REQUEST -
Find every line in the records that contains the string "bent" and copy each one. Case matters.
-- INPUT DATA start --
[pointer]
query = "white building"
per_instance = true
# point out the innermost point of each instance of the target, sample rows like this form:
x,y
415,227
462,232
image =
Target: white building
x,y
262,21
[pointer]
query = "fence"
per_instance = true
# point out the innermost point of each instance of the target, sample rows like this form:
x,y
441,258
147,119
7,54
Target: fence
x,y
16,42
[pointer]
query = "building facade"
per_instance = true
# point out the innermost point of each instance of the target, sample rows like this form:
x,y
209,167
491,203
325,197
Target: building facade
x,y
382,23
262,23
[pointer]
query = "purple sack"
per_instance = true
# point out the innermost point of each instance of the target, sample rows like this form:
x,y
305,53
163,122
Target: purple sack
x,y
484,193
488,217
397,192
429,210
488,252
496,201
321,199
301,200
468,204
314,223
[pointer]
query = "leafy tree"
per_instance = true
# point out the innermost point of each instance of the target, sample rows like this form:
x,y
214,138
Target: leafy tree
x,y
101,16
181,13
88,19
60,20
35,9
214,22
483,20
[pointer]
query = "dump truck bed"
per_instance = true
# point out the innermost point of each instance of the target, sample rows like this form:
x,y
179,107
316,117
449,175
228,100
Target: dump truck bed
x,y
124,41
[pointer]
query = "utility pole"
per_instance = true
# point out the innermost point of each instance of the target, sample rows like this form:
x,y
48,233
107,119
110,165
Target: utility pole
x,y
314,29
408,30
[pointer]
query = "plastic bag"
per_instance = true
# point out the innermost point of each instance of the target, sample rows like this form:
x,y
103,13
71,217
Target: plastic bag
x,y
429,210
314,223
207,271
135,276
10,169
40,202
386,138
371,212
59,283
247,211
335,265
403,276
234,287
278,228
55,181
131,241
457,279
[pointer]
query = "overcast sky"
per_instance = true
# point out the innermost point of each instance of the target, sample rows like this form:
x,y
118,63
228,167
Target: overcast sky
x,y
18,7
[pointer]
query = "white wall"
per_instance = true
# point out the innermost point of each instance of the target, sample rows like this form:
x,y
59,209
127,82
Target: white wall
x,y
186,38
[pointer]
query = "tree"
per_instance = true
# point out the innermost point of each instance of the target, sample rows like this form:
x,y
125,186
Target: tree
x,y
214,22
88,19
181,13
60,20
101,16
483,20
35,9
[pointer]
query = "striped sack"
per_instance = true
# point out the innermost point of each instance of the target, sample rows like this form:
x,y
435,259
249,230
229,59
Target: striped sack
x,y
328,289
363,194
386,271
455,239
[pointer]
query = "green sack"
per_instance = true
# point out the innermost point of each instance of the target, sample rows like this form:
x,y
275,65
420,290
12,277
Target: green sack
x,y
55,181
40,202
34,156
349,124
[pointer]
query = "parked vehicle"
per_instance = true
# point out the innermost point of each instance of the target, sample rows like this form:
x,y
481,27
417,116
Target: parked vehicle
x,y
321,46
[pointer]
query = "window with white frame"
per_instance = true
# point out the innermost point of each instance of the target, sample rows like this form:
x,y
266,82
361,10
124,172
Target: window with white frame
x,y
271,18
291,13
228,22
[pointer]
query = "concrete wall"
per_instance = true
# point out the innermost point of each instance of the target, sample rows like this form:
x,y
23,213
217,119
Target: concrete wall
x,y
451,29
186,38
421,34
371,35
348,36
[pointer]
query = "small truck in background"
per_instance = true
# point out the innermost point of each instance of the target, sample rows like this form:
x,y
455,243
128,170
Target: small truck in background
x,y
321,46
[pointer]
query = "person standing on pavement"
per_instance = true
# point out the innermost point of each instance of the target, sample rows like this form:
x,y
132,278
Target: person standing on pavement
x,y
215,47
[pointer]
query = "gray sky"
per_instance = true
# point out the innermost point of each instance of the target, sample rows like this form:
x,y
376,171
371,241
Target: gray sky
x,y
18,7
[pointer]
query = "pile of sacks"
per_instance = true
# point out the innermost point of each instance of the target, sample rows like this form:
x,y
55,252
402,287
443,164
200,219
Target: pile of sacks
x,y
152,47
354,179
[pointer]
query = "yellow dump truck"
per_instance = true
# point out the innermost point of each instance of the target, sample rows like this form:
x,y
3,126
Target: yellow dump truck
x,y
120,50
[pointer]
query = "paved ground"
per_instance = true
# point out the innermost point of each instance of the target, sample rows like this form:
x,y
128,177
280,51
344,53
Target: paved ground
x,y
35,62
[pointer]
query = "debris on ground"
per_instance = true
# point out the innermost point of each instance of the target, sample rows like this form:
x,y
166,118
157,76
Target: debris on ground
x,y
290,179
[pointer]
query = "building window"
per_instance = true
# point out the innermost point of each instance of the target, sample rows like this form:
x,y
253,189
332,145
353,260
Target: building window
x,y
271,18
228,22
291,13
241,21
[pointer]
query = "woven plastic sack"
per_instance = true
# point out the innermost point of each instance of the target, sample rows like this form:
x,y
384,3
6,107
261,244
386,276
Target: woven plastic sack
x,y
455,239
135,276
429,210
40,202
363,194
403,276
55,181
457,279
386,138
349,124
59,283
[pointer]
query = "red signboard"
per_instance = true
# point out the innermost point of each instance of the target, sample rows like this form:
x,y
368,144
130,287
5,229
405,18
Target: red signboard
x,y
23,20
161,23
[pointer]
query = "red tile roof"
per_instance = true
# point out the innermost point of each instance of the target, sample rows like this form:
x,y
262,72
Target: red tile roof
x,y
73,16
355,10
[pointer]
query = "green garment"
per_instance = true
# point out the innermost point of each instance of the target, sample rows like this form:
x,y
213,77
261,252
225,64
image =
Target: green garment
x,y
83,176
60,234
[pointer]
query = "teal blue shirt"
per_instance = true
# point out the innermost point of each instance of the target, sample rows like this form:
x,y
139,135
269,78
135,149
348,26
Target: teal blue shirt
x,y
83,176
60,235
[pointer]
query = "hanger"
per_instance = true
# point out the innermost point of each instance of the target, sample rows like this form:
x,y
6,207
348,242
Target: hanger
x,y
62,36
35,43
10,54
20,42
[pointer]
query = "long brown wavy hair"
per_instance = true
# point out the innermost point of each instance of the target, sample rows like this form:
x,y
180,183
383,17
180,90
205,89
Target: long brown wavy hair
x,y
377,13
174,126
-- INPUT DATA end --
-- INPUT DATA start --
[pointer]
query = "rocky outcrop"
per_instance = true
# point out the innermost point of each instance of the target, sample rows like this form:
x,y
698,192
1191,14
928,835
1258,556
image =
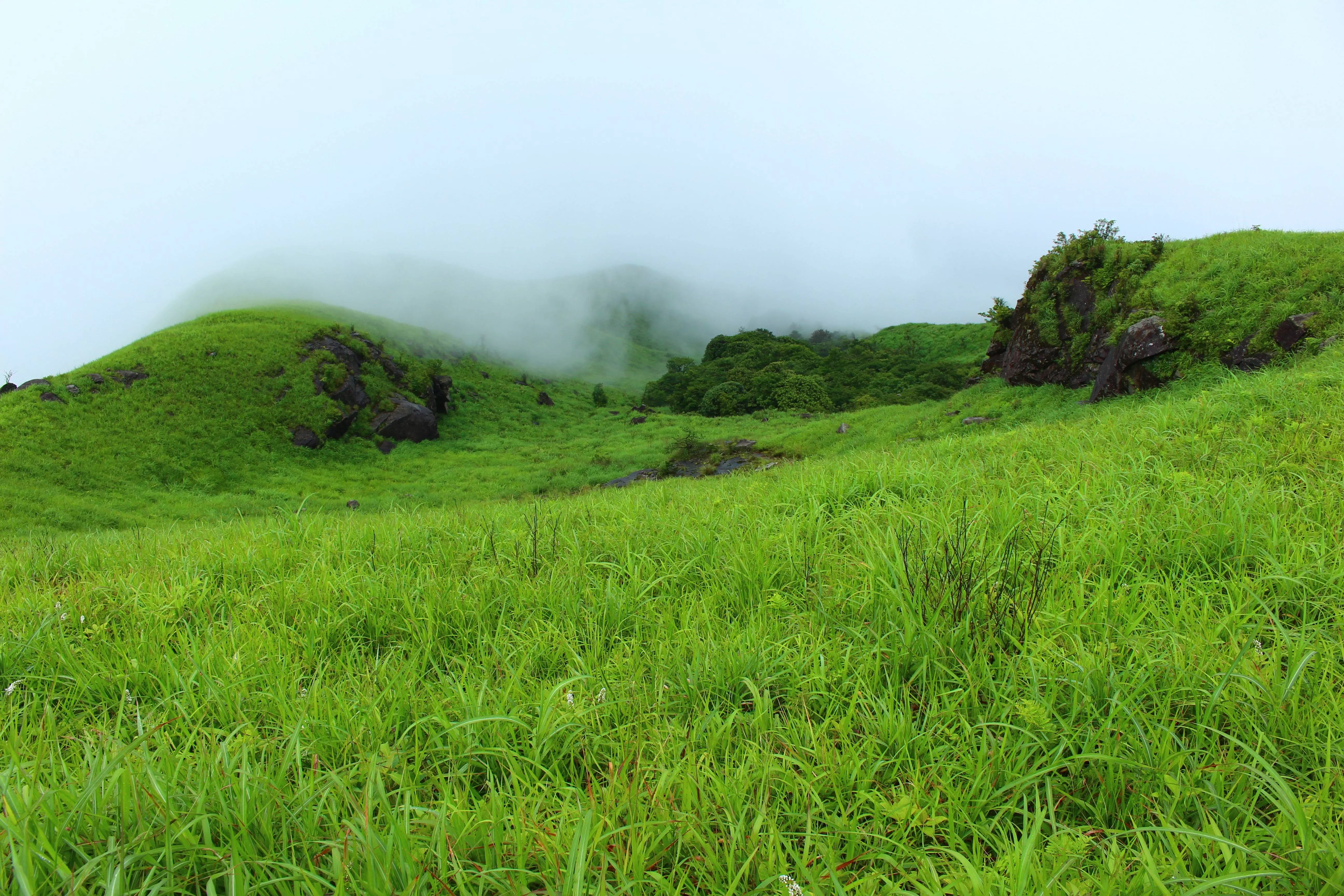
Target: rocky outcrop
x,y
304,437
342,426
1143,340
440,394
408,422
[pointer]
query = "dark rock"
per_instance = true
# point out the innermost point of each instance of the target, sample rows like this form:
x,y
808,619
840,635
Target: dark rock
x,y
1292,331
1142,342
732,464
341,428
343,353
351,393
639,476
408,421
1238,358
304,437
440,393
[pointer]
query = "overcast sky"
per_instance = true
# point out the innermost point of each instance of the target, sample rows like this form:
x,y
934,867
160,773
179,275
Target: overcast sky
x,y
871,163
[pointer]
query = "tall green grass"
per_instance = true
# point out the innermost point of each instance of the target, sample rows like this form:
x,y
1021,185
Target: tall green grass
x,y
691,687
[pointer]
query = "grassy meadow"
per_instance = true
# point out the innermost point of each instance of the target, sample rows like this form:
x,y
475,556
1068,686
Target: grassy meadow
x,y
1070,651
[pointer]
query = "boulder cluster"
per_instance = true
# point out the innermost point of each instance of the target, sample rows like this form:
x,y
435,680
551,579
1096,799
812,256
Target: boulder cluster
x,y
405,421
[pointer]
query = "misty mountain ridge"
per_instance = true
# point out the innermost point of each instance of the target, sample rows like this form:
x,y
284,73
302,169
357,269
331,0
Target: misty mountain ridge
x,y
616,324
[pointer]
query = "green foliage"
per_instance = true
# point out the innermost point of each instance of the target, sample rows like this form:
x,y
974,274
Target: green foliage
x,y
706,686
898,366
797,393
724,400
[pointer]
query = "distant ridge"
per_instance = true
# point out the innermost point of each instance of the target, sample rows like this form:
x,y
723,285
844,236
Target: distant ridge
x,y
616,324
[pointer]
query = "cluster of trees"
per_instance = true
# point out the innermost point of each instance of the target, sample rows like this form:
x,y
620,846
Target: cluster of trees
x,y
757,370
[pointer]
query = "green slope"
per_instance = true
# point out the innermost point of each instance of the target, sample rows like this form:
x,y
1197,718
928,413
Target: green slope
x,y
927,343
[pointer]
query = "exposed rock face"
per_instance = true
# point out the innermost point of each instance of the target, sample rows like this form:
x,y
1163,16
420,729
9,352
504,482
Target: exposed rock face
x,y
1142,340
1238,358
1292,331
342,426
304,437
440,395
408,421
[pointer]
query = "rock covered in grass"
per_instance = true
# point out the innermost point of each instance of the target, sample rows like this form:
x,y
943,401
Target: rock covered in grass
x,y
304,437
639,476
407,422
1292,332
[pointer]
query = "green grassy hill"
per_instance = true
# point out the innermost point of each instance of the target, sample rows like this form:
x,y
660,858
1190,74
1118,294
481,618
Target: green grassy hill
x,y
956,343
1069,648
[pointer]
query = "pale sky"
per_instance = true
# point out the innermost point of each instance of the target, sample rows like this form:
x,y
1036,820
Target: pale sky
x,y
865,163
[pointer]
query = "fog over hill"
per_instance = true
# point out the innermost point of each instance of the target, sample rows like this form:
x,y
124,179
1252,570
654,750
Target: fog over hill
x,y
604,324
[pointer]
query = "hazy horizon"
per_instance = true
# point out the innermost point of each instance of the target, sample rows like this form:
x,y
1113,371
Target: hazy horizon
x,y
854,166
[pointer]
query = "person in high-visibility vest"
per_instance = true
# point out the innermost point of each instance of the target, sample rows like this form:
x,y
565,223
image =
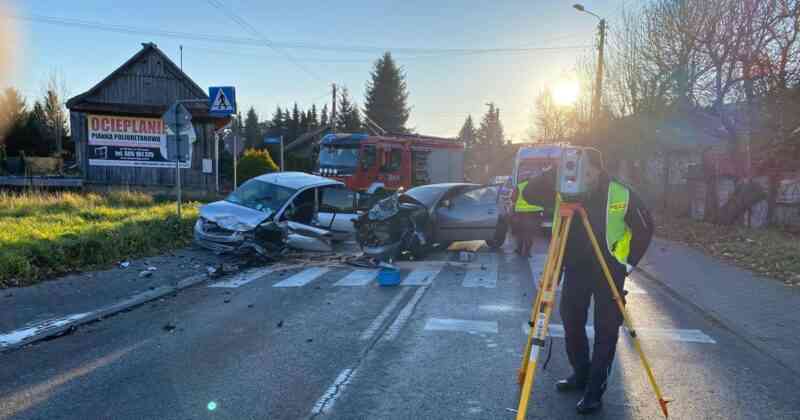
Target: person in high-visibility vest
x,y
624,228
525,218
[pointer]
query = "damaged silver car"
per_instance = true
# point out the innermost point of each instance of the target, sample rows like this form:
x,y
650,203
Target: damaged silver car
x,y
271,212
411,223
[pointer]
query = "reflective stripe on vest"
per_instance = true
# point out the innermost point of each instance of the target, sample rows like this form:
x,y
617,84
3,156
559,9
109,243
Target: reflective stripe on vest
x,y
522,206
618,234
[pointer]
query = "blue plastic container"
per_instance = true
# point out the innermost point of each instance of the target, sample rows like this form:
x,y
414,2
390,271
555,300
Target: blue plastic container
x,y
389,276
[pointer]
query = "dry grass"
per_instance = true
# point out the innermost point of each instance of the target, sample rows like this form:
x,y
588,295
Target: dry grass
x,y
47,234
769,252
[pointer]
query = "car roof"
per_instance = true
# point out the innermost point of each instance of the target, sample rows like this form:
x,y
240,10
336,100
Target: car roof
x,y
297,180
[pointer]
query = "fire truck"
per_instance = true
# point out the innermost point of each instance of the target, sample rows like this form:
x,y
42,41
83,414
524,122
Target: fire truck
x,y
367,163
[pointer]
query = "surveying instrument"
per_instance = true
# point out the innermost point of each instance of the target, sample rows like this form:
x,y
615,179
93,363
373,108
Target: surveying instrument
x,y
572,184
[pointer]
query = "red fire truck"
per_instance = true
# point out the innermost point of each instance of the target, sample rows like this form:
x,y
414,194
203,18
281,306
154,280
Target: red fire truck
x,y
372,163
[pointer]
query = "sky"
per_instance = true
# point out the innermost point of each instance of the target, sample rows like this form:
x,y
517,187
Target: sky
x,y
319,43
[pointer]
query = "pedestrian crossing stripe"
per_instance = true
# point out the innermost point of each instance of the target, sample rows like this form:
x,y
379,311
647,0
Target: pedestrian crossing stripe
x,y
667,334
-- INPUT DATA end --
-- INPUT DATA start --
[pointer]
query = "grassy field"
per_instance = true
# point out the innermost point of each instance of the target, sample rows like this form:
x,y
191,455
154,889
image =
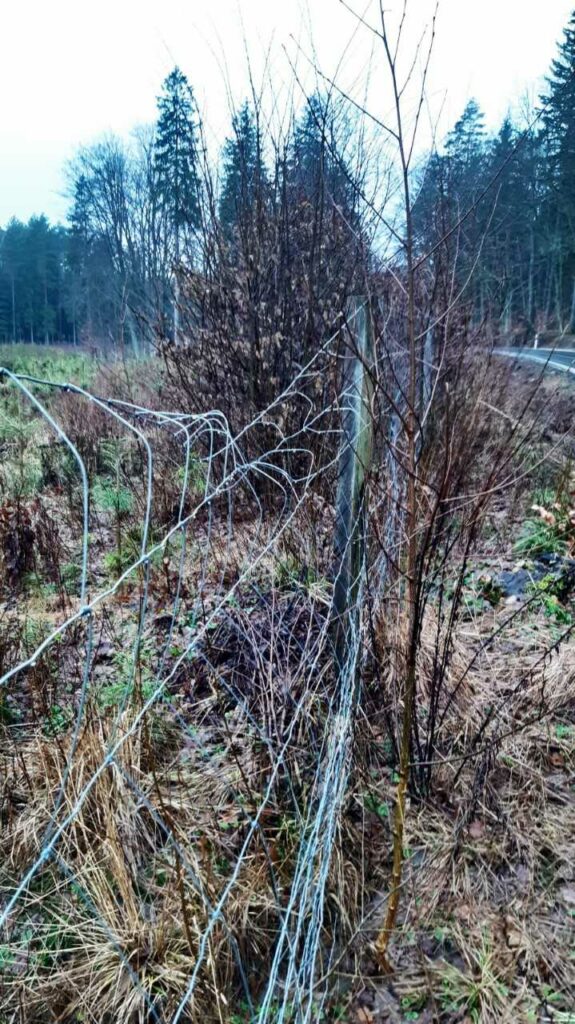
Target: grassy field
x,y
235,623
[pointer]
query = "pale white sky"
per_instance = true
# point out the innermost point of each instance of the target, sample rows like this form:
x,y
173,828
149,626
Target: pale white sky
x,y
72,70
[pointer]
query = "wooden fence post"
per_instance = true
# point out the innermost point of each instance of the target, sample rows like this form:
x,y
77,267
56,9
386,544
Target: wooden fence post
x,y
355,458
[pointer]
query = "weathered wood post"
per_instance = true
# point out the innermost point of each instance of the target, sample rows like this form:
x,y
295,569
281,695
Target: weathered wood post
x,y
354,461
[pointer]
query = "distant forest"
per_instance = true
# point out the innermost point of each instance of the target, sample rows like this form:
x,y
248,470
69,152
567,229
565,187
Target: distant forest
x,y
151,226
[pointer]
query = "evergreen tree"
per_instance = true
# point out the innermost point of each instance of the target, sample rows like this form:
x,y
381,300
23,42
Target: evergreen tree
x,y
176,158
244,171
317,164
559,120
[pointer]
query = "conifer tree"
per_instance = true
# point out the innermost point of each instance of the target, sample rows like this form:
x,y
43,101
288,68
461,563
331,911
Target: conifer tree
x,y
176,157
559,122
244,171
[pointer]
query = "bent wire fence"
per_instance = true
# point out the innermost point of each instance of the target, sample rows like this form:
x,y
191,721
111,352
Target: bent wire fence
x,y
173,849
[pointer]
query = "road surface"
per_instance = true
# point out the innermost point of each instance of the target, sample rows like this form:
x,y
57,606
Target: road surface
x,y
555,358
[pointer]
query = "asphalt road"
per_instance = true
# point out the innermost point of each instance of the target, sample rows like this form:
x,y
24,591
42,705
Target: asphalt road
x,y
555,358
-- INPUT DATA end --
SOLUTION FOR THIS TASK -
query = "bent wire fence"
Target: bent wire fence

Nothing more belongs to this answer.